**What needs to be done**
Retype all of the material below character for character, leaving out the pictures.

**Task inputs**
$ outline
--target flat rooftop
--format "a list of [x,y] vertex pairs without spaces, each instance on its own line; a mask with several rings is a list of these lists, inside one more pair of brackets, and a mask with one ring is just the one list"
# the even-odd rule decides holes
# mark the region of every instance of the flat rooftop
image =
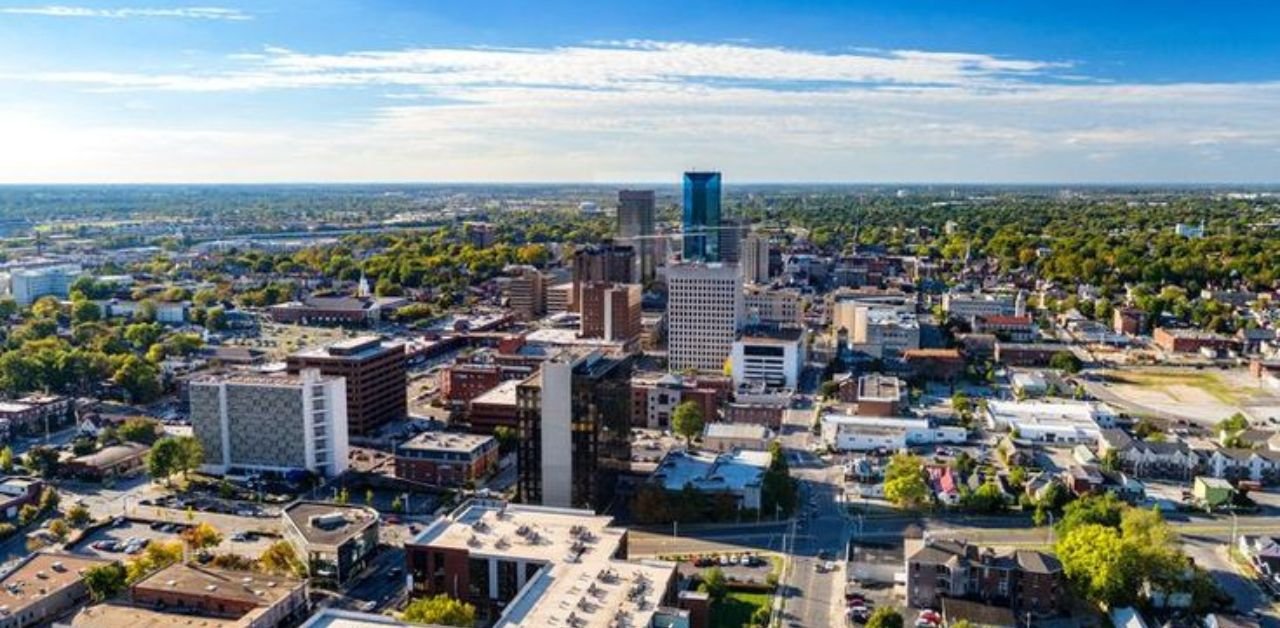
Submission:
[[672,451],[653,473],[669,491],[692,486],[700,491],[742,490],[762,482],[769,467],[768,451]]
[[[340,514],[333,524],[312,524],[312,517]],[[284,517],[302,533],[308,544],[337,546],[378,524],[378,512],[371,508],[334,504],[329,501],[294,501],[284,509]],[[320,523],[319,521],[316,523]]]
[[416,449],[421,451],[465,451],[471,453],[480,449],[493,436],[484,434],[457,434],[457,432],[422,432],[396,446],[399,449]]
[[471,403],[472,404],[480,403],[489,405],[515,405],[517,388],[520,388],[520,380],[507,380],[489,389],[480,396],[471,399]]
[[114,560],[76,554],[32,554],[0,578],[0,609],[4,610],[0,623],[6,623],[6,615],[20,615],[28,605],[79,582],[82,572],[110,563]]
[[212,600],[270,606],[302,586],[301,581],[253,572],[234,572],[177,563],[134,585],[148,591],[174,591]]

**Correct response**
$ outline
--target flat rooftop
--format "a list of [x,y] vertex pairs without spaces, each instance on its own line; a mask with several rings is a list of these lists, inside one more pair of brackets, and a mask with one ring is just the one list"
# the even-odd rule decides holes
# mark the region of every instance of the flat rooftop
image =
Submission:
[[672,451],[653,473],[669,491],[692,486],[700,491],[742,490],[762,482],[769,467],[768,451]]
[[[340,514],[333,524],[312,524],[312,517]],[[284,517],[302,533],[308,544],[337,546],[378,524],[378,512],[371,508],[334,504],[329,501],[294,501],[284,509]],[[320,523],[319,521],[316,523]]]
[[416,449],[421,451],[465,451],[471,453],[480,449],[493,436],[484,434],[457,434],[457,432],[422,432],[396,446],[399,449]]
[[471,403],[472,404],[480,403],[489,405],[515,405],[517,388],[520,388],[520,380],[507,380],[489,389],[480,396],[471,399]]
[[114,560],[76,554],[32,554],[0,578],[0,609],[4,610],[0,623],[6,623],[6,615],[20,615],[28,605],[79,582],[82,572],[110,563]]
[[212,600],[270,606],[302,586],[301,581],[253,572],[234,572],[177,563],[134,585],[148,591],[174,591]]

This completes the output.